> Text segment
......
In the event of voluntary or involuntary bankruptcy of the Company or any subsidiary, all unpaid principal and other amounts owing under the Agreement automatically become due and payable. Other events of default, such as failure to make payments as they become due and breach of financial and other covenants, change of control, judgments over a certain amount, and cross default under other agreements give the Agent the option to declare all such amounts immediately due and payable.
BACKLOG
The Company’s backlog at July 2, 2016 was $293.8 million compared with $274.4 million at December 31, 2015 and $352.0 million at July 4, 2015.
CONTRACTUAL OBLIGATIONS AND COMMITMENTS
The Company's contractual obligations and commercial commitments have not changed materially from those disclosed in the Company's Form 10-K for the year ended December 31, 2015.
MARKET RISK
The Company believes that there have been no material changes in the current year regarding the market risk information for its exposure to interest rate fluctuations. Although the majority of our sales, expenses and cash flows are transacted in U.S. dollars, we have exposure to changes in foreign currency exchange rates related to the Euro and the Canadian dollar. The Company believes that the impact of changes in foreign currency exchange rates in 2016 have not been significant.
CRITICAL ACCOUNTING POLICIES
Refer to the Company’s annual report on Form 10-K for the year ended December 31, 2015 for a complete discussion of the Company’s critical accounting policies.
RECENT ACCOUNTING PRONOUNCEMENTS

In March 2016, the Financial Accounting Standards Board ("FASB”) issued Accounting Standards Update (“ASU”) 2016-09, Compensation-Stock Compensation (Topic 718): Improvements to Employee Share-Based Payment Accounting (“ASU 2016-09”) which simplifies several aspects of the accounting for employee share-based payment transactions.  The guidance makes several modifications to the accounting for forfeitures, employer tax withholding on share-based compensation and the financial statement presentation of excess tax benefits or deficiencies. In addition, ASU 2016-09 clarifies the statement of cash flows presentation for certain components of share-based awards. The standard is effective for interim and annual reporting periods beginning after December 15, 2016, although early adoption is permitted. The Company is currently assessing how the adoption of this standard will impact the financial statements.
......
> Available data
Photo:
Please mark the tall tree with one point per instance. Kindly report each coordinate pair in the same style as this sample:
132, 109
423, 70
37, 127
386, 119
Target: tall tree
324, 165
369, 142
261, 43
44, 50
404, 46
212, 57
......
> Required tasks
[1] List every section heading in capital letters that appears in the financial report excerpt.
[2] Rewrite the rows after the report, swapping "tall tree" for "palm tree" wherever it occurs and keeping everything else the same.

> Answers by task
[1]
BACKLOG
CONTRACTUAL OBLIGATIONS AND COMMITMENTS
MARKET RISK
CRITICAL ACCOUNTING POLICIES
RECENT ACCOUNTING PRONOUNCEMENTS

[2]
Photo:
Please mark the palm tree with one point per instance. Kindly report each coordinate pair in the same style as this sample:
132, 109
423, 70
37, 127
386, 119
Target: palm tree
324, 165
369, 142
261, 43
44, 50
404, 46
212, 57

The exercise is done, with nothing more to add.